## PEDIDO A
Altere "large building" para "big building" no trecho da listagem que vai do início até à linha que contém "77], [184, 89]]", inclusive. Devolva esse trecho com tudo o resto intacto.

## TEXTO PARA LER

Uma das soluções para prevenir as alterações climáticas é conhecida por “decrescimento”. Esta abordagem é justificada pela natureza finita dos recursos naturais e surgiu pela primeira vez em ‘Os Limites do Crescimento: Um Relatório para o Projeto do Clube de Roma sobre o Dilema da Humanidade’ em 1972. Após várias atualizações, ‘Reinventando a prosperidade’ foi publicado em 2016 e a sua mensagem subjacente foi: “Um por cento (crescimento) é suficiente”. Entre os argumentos apresentados está a contenção do crescimento da população humana – um dos fatores mais significativos que impulsionam o consumo excessivo de recursos – e, em última instância, a sua redução. Estas ideias são uma reminiscência de Thomas Robert Malthus e do seu ‘Ensaio Sobre o Princípio da População’ de 1798.
Embora o crescimento não seja um fim em si mesmo, há pelo menos duas razões para nenhum crescimento também não ser a solução: (i) O mundo inteiro teria de procurar o decrescimento; e (ii) os seres humanos têm direito a uma vida digna – e há ainda um longo caminho a percorrer até que isso aconteça em todo o planeta. Uma abordagem de crescimento zero ou mesmo negativo teria de ser adotada globalmente, algo que também fica claro quando se trata da redução das emissões de carbono, por exemplo. A UE é responsável apenas por uma pequena proporção (cerca de 12%); a participação dos Estados Unidos é maior, ainda que a tendência seja de queda.
Tendo isto em vista, qual a probabilidade de o crescimento negativo se tornar o novo paradigma? Os Objetivos de Desenvolvimento Sustentável (ODS) das Nações Unidas são um forte lembrete de como é longo e tortuoso o caminho para acabar com a fome e a pobreza. Embora já tenha sido alcançado muito neste âmbito, como pode ser observado, por exemplo, pela proporção de pessoas que vivem na pobreza absoluta, ainda não atingimos o nosso objetivo final. Ao mesmo tempo, a população global continua a crescer implacavelmente e o crescimento ocorre nas áreas mais pobres do mundo. E ainda hoje, a OMS continua a falar nos “esquecidos 3 mil milhões” que ainda não têm acesso a energia limpa em casa, mas que, ao invés, ainda cozinham em fogueiras e fogões inadequados – com todas as implicações que isso tem para a sua saúde, incluindo a morte prematura.
Se for contra o crescimento, deve ser a favor da redistribuição – redistribuição da riqueza dos países mais ricos para os mais pobres. Branko Milanovic, um dos mais proeminentes investigadores da desigualdade, demonstra que isso é muito difícil, senão totalmente impossível. Conclui que, se o crescimento económico global fosse congelado no seu nível atual, ou 10-15% da população mundial permanecia na pobreza absoluta e cerca de metade teria que viver com sete dólares americanos por dia (ajustado pela paridade do poder de compra) ou teria que haver uma redistribuição total da riqueza, o que simplesmente não é viável. O resultado é, essencialmente, que 86% dessa parcela da população teria que ser convencida a renunciar a parte de seu nível de vida.

## LINHAS DE DADOS
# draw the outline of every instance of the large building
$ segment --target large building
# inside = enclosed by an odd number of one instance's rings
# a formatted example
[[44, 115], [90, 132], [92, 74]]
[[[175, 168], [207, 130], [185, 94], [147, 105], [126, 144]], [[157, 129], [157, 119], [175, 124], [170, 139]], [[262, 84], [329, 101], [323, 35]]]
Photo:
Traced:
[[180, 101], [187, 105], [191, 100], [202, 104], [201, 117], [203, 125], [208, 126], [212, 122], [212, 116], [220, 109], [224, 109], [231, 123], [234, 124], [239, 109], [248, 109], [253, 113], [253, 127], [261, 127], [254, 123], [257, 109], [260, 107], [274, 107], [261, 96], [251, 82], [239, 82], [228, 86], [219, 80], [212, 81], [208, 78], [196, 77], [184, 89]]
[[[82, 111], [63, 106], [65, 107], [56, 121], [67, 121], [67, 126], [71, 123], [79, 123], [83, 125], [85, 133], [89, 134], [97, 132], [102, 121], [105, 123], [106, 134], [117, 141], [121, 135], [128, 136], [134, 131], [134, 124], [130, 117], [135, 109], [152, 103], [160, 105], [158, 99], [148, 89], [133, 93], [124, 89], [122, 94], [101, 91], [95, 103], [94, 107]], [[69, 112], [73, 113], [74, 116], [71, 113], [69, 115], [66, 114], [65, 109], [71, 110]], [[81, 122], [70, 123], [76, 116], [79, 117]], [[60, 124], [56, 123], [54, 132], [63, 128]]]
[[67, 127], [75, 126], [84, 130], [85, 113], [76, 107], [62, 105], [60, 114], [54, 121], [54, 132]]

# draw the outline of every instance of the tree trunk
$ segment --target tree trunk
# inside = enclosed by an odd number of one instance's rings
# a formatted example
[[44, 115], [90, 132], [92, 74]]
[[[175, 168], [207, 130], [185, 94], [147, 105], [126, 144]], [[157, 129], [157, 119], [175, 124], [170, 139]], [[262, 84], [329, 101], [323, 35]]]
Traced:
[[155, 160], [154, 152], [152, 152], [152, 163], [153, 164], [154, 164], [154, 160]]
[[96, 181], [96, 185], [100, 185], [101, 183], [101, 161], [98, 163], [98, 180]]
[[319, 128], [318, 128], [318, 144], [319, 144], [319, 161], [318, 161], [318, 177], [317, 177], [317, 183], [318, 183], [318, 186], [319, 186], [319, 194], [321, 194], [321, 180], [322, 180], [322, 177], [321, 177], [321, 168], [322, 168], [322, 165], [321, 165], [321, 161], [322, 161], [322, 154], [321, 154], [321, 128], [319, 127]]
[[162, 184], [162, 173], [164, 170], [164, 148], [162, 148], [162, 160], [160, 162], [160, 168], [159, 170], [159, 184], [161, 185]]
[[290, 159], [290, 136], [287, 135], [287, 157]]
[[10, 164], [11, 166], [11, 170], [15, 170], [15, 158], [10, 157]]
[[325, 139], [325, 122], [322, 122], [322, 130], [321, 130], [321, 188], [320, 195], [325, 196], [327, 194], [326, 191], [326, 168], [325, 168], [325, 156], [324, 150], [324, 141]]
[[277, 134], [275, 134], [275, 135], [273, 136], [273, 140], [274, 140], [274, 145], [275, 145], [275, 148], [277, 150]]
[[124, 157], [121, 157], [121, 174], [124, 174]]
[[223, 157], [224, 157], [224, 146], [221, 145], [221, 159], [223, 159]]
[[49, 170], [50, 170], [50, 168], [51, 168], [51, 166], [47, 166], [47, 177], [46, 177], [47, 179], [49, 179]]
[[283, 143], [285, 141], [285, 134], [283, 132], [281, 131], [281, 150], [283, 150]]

## PEDIDO B
Segundo o texto para ler, em que ano foi publicado ‘Reinventando a prosperidade’?

## RESULTADO COMPLETO A
# draw the outline of every instance of the big building
$ segment --target big building
# inside = enclosed by an odd number of one instance's rings
# a formatted example
[[44, 115], [90, 132], [92, 74]]
[[[175, 168], [207, 130], [185, 94], [147, 105], [126, 144]], [[157, 129], [157, 119], [175, 124], [170, 139]], [[262, 84], [329, 101], [323, 35]]]
Photo:
Traced:
[[180, 101], [187, 105], [191, 100], [202, 104], [201, 117], [203, 125], [208, 126], [212, 122], [212, 116], [220, 109], [224, 109], [231, 123], [234, 124], [239, 109], [248, 109], [253, 113], [253, 127], [261, 127], [254, 123], [257, 109], [260, 107], [274, 107], [261, 96], [251, 82], [239, 82], [228, 86], [219, 80], [212, 81], [208, 78], [196, 77], [184, 89]]

## RESULTADO COMPLETO B
Em 2016.